Location identification items:
>> Start

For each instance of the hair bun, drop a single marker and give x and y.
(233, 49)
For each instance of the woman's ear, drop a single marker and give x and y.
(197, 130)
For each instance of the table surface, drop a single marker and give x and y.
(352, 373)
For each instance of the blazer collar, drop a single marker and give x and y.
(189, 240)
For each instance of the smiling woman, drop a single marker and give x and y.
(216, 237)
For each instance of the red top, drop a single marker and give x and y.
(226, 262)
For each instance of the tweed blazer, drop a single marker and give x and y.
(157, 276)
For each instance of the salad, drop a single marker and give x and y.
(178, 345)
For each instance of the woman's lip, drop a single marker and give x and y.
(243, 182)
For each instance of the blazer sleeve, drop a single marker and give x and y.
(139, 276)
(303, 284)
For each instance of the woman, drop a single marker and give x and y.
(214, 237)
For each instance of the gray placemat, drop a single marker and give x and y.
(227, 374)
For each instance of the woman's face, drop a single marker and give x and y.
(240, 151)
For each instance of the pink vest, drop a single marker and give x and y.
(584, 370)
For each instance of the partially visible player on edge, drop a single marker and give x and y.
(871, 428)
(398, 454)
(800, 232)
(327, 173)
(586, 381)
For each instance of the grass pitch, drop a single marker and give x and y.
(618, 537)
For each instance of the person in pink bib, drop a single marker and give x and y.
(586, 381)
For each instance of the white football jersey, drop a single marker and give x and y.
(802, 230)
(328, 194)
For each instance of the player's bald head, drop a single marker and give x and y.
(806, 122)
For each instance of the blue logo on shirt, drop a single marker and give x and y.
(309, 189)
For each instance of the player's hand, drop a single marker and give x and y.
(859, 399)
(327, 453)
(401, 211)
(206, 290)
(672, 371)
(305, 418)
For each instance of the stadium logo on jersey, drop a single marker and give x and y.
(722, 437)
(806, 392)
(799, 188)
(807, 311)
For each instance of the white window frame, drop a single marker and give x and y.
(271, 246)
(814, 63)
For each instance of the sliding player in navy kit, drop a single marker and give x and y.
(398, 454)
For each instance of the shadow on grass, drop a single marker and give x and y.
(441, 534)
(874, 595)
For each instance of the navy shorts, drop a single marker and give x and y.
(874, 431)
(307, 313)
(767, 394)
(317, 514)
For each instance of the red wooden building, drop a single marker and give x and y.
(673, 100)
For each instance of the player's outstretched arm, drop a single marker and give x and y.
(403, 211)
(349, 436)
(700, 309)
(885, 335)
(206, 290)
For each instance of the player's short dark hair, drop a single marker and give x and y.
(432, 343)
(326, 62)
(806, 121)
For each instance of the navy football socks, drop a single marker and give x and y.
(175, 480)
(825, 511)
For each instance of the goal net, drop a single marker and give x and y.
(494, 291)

>> End

Exercise goal:
Could you change "drop a single marker" to "place one point" everywhere it occurs in the data above and leave every other word as it is?

Answer to the problem:
For each instance of the hair bun, place one point and give x and y.
(233, 49)
For each instance of the woman's ear, place one point and give x and y.
(197, 130)
For each instance of the table surface, place one point and give x and y.
(352, 373)
For each instance of the blazer collar, place one point and give x and y.
(189, 240)
For each instance of the smiling woman, place one point and give x and y.
(216, 237)
For each instance of the red top, place one point and give x and y.
(226, 262)
For each instance of the tweed blazer, place one point and give x and y.
(157, 276)
For each instance of the salad, place one point and give x and y.
(178, 345)
For each instance of the woman's lip, place one point and give x and y.
(243, 182)
For each instance of the blazer sleeve, place one point and give x and y.
(139, 276)
(303, 284)
For each instance of the woman, place one point and give x and y.
(214, 237)
For each instance of the gray placemat, place one point and give x and y.
(227, 374)
For each instance of the woman's face, place one point and give x and y.
(240, 151)
For each instance of the pink vest, place one point and give x and y.
(584, 370)
For each instance of the partially visible player on edge, place one point and give x and y.
(871, 428)
(398, 454)
(800, 232)
(327, 173)
(586, 381)
For each instance of the grass pitch, place one point and give x and y.
(618, 537)
For each instance of the person in pink bib, place one point and give x and y.
(586, 381)
For each instance of the white football jersey, place one point and give x and y.
(802, 230)
(328, 194)
For each instance of the player's bald head, place one point and give x and y.
(806, 122)
For each instance of the blue logo on shirt, place one point and give x and y.
(309, 189)
For each instance of the player's hand, place one point and give x and y.
(859, 399)
(327, 453)
(401, 211)
(206, 290)
(672, 371)
(305, 418)
For each instance of the stadium logo on jersey, place one point and give x and y.
(722, 437)
(806, 392)
(799, 188)
(807, 311)
For each instance of the white window frame, place one point and give x and y.
(271, 246)
(814, 63)
For each instance of the sliding player in navy kit, place one point and give x and y.
(398, 454)
For each instance of the shadow on grass, place one point and give x and y.
(441, 534)
(874, 595)
For each instance of the navy shorts, place one point and give x and y.
(874, 431)
(307, 313)
(767, 394)
(317, 514)
For each instance of the red wooden building, place one point and give x and y.
(673, 100)
For each instance of the player's outstretched arm, place one point and give x and y.
(403, 211)
(349, 436)
(700, 309)
(885, 335)
(206, 290)
For each instance of the player's short dark hair, place one point and give x and y.
(432, 343)
(326, 62)
(806, 121)
For each instance of the navy football socks, place one point and give x and y.
(175, 480)
(825, 511)
For each instance of the goal net, place one point and give x and y.
(494, 291)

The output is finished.